REQUIRED WORK >>
Answer these questions from the Emergency Quota Act text, one per line, numbered 1., 2., 3.:
1. Which 1882 law barred Chinese laborers entirely?
2. How many people walked through the door between 1880 and 1920?
3. What cap did the act set on each nationality?

On this day in 1921, President Harding signed a law that changed who America would allow itself to become. It was called an emergency measure. It lasted a century.

Emergency Quota Act · H.R. 4975 · Signed May 19, 1921

For most of its history, the United States had no limit on how many people could come.

There were restrictions. The Chinese Exclusion Act of 1882 had barred Chinese laborers entirely, and a series of laws had excluded criminals, the mentally ill, and those deemed likely to become a public charge. But for European immigrants arriving at Ellis Island, the door was essentially open. Between 1880 and 1920, more than 20 million people walked through it.

They came from Italy, Poland, Russia, Hungary, Greece, and dozens of other countries. They came poor, speaking no English, carrying everything they owned. They settled in tenements in New York, in steel towns in Pennsylvania, in meatpacking neighborhoods in Chicago. They built the infrastructure of industrial America.

On May 19, 1921, Congress decided there had been enough of them.

The Emergency Quota Act, signed into law by President Warren G. Harding exactly 105 years ago today, established for the first time a numerical cap on immigration based on national origin. No nationality could send more than 3 percent of the number of its people already living in the United States, as counted by the 1910 census.

That last detail was not an accident.

The choice of 1910 as the baseline was deliberate and precise. By 1910, the great wave of Southern and Eastern European immigration was still building. Millions of Italians, Poles, Russians, and Jews had not yet arrived. Anchoring the quotas to that year meant anchoring them to an America that was still predominantly Northern and Western European. The math guaranteed it.

Stored data >>
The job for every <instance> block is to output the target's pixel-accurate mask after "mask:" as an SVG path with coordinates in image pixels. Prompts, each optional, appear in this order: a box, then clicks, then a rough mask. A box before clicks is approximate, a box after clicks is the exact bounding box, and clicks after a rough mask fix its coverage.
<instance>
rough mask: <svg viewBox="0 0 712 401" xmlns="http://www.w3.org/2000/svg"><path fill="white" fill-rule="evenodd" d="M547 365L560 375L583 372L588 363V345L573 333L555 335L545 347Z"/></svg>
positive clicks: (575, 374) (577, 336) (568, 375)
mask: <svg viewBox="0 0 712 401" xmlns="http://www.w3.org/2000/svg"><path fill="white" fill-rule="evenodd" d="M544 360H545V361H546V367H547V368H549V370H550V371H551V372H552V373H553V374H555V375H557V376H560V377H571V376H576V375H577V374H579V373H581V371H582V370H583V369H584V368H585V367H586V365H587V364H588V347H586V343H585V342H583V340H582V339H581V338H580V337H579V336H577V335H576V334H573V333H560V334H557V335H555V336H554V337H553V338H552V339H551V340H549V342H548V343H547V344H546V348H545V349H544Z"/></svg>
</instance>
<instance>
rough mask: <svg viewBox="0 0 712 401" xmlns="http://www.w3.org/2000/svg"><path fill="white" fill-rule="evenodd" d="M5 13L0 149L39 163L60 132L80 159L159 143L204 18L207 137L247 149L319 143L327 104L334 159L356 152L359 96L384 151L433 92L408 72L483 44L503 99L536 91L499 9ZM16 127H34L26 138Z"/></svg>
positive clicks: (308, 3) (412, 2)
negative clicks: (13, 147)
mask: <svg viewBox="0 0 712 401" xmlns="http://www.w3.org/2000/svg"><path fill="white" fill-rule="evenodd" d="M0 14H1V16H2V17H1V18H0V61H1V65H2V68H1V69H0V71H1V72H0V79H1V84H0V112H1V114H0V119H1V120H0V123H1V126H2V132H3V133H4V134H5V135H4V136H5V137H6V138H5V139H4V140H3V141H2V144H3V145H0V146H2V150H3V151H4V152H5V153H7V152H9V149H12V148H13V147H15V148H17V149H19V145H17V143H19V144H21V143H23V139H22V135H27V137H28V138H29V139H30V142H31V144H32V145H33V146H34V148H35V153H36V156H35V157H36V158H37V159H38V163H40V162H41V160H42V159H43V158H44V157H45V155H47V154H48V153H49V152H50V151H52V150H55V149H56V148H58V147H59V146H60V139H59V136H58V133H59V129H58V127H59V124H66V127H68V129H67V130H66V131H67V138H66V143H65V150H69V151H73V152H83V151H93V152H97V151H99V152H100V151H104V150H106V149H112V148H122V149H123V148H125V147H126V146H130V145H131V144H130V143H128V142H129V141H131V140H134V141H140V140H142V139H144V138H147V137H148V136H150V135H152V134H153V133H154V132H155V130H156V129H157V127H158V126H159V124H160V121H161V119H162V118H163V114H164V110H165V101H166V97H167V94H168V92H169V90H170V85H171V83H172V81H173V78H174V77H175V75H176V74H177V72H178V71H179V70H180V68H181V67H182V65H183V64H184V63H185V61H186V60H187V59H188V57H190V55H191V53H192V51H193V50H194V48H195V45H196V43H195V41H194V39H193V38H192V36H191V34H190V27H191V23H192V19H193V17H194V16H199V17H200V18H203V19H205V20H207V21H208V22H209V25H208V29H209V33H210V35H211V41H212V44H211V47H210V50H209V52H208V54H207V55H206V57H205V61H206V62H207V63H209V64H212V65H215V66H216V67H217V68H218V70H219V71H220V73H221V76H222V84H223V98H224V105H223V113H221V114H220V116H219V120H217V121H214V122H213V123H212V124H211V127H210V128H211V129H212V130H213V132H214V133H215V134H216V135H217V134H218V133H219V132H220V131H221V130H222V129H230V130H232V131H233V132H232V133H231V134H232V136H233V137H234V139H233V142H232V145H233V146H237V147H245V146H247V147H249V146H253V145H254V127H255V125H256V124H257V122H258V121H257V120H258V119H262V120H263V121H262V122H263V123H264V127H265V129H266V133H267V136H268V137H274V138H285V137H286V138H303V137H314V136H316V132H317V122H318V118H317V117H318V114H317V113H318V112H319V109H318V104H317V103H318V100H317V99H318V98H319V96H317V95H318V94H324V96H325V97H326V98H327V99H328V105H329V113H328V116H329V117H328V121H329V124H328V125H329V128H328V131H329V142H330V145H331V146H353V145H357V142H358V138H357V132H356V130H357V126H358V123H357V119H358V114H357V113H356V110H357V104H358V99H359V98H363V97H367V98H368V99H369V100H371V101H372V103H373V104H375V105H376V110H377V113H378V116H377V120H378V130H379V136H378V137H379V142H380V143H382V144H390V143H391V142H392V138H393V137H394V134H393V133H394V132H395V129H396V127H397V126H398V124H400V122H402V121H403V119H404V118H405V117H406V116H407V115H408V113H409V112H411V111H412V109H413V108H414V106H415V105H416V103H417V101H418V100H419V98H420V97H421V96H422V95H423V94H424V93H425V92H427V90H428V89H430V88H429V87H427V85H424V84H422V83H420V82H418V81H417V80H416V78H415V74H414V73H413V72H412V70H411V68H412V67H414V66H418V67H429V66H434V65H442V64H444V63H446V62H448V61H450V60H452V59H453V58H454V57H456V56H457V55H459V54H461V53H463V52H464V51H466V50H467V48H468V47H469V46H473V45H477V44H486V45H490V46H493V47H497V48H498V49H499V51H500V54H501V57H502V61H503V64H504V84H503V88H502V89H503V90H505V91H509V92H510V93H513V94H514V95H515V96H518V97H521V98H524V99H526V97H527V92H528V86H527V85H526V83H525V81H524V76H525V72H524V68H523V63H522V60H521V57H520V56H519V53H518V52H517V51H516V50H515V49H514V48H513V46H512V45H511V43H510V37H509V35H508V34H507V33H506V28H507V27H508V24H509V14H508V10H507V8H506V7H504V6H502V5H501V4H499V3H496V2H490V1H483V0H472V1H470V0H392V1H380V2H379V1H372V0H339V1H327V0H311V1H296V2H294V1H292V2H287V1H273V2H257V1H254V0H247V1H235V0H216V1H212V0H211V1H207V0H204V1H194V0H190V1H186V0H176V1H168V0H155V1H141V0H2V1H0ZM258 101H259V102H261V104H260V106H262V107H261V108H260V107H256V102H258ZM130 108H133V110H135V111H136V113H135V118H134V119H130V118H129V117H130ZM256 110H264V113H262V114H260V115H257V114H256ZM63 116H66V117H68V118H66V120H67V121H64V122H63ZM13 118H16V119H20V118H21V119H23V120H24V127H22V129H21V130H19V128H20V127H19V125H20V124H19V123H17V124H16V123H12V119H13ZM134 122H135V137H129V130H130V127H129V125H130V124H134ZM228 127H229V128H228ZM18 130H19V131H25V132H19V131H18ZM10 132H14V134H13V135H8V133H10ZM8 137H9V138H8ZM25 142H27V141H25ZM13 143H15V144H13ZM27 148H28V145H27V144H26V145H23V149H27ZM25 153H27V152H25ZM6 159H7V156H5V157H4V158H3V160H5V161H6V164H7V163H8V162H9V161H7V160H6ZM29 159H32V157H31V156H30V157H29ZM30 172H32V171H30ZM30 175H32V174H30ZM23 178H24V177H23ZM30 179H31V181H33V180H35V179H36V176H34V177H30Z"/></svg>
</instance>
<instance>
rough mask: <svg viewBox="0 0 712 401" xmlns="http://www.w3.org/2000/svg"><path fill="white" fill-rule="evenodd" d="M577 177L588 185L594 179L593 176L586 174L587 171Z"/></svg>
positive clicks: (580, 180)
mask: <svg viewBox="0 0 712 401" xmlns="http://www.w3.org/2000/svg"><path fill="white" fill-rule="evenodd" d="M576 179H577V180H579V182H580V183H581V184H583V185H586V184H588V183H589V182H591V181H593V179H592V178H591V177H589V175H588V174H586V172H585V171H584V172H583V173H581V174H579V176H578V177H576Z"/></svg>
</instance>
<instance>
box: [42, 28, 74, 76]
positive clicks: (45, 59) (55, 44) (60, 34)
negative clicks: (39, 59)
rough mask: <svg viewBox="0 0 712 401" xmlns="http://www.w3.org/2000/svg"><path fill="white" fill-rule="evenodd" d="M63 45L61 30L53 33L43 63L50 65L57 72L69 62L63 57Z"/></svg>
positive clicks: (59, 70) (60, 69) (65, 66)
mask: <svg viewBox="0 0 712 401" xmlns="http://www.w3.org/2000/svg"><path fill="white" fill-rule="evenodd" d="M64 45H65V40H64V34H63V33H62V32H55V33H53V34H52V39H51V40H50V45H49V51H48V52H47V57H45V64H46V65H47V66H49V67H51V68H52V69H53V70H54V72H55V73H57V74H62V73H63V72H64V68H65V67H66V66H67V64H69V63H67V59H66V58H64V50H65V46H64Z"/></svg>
...
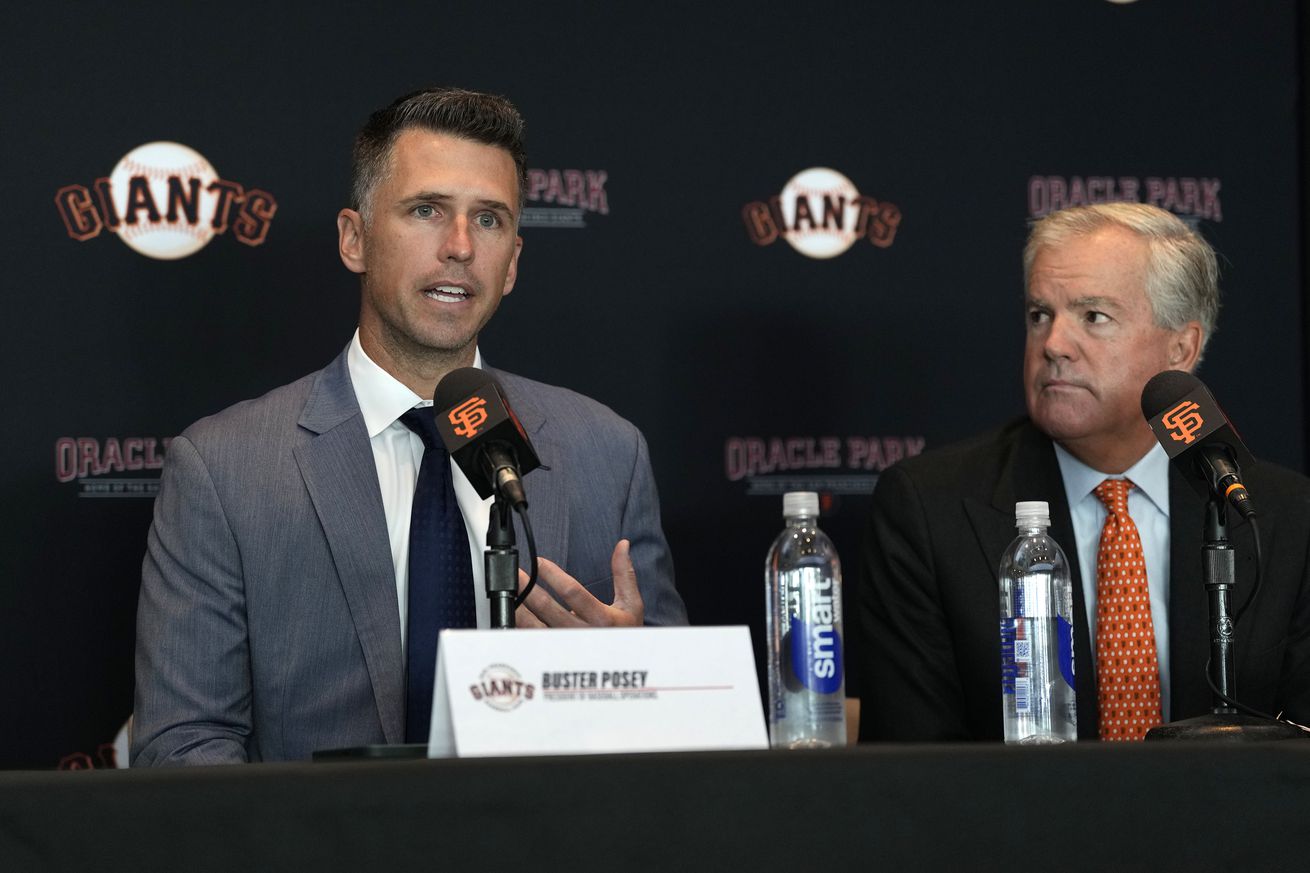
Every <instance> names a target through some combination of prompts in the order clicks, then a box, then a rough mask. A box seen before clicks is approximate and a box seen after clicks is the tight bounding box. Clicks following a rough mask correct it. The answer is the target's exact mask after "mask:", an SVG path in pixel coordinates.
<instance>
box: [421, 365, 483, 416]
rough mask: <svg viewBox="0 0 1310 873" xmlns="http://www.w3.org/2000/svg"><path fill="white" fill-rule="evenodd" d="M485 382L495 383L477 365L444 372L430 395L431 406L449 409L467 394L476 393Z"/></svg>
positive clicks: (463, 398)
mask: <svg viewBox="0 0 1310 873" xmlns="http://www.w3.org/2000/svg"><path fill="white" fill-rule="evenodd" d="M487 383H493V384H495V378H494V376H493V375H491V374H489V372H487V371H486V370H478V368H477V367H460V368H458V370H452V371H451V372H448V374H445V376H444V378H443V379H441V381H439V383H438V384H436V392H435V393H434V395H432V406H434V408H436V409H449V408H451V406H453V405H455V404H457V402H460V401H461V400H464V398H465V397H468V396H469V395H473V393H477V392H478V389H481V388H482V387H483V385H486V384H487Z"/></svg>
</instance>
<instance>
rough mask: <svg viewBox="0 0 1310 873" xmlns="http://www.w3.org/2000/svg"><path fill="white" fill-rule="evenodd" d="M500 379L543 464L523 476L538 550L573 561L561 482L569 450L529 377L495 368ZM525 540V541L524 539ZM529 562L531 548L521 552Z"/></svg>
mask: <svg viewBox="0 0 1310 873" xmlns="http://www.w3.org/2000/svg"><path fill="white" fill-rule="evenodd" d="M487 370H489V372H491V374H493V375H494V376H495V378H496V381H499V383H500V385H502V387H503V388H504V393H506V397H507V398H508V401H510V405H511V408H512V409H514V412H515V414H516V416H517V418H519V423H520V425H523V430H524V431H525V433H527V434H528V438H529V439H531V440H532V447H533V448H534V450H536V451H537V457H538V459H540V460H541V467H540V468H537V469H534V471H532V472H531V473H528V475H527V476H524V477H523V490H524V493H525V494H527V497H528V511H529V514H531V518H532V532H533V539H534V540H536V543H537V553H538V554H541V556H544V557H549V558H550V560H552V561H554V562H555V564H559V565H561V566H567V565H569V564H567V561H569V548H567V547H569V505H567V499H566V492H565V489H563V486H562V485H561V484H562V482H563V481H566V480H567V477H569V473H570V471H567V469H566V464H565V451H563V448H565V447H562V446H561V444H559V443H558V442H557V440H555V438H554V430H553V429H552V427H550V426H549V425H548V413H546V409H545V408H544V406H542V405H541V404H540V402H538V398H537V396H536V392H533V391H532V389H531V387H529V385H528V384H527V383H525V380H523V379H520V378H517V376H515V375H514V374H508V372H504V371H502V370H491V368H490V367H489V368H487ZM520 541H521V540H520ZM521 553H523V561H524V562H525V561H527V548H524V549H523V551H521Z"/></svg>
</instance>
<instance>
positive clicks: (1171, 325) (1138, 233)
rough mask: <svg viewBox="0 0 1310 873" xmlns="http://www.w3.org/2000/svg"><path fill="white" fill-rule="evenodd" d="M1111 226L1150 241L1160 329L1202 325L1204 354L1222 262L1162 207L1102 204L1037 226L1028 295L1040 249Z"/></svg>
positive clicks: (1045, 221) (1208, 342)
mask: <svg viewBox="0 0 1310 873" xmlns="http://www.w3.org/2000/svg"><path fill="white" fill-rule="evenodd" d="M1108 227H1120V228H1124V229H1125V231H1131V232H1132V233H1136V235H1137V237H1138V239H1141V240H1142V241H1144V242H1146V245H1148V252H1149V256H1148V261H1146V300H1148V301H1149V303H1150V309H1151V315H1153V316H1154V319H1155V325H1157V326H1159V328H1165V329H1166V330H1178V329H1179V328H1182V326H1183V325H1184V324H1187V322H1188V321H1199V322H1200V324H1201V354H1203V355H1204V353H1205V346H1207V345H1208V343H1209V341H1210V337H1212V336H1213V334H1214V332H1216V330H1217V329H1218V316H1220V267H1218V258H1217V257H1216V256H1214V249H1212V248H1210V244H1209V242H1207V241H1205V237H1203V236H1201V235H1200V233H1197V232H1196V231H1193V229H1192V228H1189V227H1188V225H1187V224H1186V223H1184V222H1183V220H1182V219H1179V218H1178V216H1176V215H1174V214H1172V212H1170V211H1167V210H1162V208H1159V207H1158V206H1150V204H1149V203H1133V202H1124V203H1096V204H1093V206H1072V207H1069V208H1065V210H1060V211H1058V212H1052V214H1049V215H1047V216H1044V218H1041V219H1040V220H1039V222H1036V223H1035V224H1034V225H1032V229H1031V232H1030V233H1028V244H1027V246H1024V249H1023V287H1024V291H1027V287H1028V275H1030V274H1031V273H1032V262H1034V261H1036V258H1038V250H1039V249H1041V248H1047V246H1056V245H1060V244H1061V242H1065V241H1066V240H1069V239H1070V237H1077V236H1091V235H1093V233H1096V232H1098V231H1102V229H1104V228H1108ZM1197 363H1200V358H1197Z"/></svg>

EXERCISE OUTPUT >>
1. The Chinese Exclusion Act
2. More than 20 million
3. No nationality could send more than 3 percent of the number of its people already living in the United States, as counted by the 1910 census.